| Document section |

# # #

If you prefer, you can also set the same values in `~/.ppmlx/config.toml`.

## API Documentation

When the server is running, interactive API docs are available at:

- **Swagger UI**: [http://localhost:6767/docs](http://localhost:6767/docs)
- **ReDoc**: [http://localhost:6767/redoc](http://localhost:6767/redoc)

## Requirements

- macOS on Apple Silicon (M1 or later)
- Python 3.11+
- At least 8 GB unified memory (16 GB+ recommended for larger models)

## ppmlx vs Ollama

| | ppmlx | Ollama |
|---|---|---|
| Runtime | MLX (Apple-native) | llama.cpp (cross-platform) |
| Platform | macOS Apple Silicon only | macOS, Linux, Windows |
| GPU backend | Metal (unified memory) | Metal / CUDA / ROCm |
| API | OpenAI-compatible | Ollama + OpenAI-compatible |
| Language | Python | Go + C++ |
| Quantization | MLX format | GGUF format |

Choose **ppmlx** if you want maximum Apple Silicon performance with a pure-Python, MLX-native stack. Choose **Ollama** if you need cross-platform support or GGUF models.

## License

MIT

# # #

| Records |
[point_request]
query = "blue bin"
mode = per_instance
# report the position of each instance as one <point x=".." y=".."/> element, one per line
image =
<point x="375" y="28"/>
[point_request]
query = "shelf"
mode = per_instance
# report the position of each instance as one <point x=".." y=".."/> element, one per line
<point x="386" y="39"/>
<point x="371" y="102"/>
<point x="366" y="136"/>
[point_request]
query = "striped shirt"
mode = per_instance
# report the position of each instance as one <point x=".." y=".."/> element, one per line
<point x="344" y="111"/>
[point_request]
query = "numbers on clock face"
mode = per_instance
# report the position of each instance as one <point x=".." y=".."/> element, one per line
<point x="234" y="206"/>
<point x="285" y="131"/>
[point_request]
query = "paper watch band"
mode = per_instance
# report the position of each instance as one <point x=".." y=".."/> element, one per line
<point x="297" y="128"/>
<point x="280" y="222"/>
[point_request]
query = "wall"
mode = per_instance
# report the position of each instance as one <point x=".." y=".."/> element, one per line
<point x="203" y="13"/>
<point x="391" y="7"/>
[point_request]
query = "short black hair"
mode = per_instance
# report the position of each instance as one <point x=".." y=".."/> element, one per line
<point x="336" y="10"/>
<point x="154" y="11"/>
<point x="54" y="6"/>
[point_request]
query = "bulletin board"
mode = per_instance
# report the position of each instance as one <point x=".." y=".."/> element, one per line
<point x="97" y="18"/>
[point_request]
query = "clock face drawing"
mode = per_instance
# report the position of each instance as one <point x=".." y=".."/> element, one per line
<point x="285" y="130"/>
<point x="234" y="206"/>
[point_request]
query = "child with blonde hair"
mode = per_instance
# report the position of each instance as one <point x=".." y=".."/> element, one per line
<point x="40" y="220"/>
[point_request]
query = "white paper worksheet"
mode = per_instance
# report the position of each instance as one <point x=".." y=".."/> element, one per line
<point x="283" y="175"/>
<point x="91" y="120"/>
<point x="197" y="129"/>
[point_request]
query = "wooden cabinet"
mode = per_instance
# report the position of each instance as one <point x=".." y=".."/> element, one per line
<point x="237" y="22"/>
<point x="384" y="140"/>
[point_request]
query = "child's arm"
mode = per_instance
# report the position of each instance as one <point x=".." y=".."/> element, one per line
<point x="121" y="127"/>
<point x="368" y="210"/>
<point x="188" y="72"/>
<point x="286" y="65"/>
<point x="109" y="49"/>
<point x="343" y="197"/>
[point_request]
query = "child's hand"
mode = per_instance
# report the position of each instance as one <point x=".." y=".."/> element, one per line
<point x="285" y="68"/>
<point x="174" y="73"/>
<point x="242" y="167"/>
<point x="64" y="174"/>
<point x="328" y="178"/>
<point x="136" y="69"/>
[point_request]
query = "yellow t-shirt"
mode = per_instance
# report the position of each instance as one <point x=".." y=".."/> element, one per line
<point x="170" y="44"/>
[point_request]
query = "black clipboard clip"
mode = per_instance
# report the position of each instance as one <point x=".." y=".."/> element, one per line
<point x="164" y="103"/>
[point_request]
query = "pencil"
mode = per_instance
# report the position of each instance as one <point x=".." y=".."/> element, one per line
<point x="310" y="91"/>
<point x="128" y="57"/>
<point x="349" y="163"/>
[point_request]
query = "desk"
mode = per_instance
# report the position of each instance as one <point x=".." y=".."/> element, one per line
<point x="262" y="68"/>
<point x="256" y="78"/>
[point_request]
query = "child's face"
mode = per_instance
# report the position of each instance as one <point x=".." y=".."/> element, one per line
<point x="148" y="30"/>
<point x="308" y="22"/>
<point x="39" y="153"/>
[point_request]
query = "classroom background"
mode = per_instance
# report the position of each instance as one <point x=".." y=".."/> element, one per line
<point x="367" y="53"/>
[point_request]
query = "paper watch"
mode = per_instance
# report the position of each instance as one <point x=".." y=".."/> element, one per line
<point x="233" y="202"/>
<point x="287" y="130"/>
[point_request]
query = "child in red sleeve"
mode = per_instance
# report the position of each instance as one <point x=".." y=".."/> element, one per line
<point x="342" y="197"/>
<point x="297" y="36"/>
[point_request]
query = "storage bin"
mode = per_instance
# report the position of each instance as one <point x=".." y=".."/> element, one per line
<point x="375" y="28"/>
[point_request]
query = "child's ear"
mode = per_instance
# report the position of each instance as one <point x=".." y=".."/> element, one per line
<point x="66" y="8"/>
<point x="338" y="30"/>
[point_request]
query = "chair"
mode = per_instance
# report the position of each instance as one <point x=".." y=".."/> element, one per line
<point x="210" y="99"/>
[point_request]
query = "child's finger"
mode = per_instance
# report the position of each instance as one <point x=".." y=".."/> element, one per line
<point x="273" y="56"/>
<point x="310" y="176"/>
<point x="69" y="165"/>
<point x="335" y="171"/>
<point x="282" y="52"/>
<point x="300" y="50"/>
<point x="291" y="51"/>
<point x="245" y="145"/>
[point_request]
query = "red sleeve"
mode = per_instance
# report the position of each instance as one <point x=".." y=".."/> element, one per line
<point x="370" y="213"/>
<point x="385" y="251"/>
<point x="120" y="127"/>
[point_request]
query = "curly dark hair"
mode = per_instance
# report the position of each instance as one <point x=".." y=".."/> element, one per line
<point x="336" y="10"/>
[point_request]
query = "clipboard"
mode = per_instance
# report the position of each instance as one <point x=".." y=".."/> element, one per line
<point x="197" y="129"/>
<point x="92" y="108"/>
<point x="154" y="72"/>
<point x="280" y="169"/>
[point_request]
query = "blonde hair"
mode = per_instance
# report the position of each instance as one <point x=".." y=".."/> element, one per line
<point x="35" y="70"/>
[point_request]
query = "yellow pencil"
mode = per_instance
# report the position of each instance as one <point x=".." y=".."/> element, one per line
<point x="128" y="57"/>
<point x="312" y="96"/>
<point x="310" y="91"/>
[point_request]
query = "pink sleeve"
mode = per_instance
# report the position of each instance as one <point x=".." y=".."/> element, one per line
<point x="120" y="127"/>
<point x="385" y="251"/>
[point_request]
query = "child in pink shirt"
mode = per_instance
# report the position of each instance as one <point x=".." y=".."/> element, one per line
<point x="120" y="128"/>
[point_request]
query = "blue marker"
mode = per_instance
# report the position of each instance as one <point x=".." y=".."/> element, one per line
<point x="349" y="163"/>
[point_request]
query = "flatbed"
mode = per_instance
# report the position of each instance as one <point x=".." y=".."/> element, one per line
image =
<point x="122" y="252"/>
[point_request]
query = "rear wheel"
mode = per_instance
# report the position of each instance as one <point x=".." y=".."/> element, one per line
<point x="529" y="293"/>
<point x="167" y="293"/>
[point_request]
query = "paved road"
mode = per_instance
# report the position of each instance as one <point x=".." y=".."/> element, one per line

# # #

| Action item |
Reproduce the stretch of the ppmlx documentation text that opens with the words containing "## API Documentation" and closes with "(M1 or later)". Rely only on the ppmlx documentation text, not on the data.

| Task answer |
## API Documentation

When the server is running, interactive API docs are available at:

- **Swagger UI**: [http://localhost:6767/docs](http://localhost:6767/docs)
- **ReDoc**: [http://localhost:6767/redoc](http://localhost:6767/redoc)

## Requirements

- macOS on Apple Silicon (M1 or later)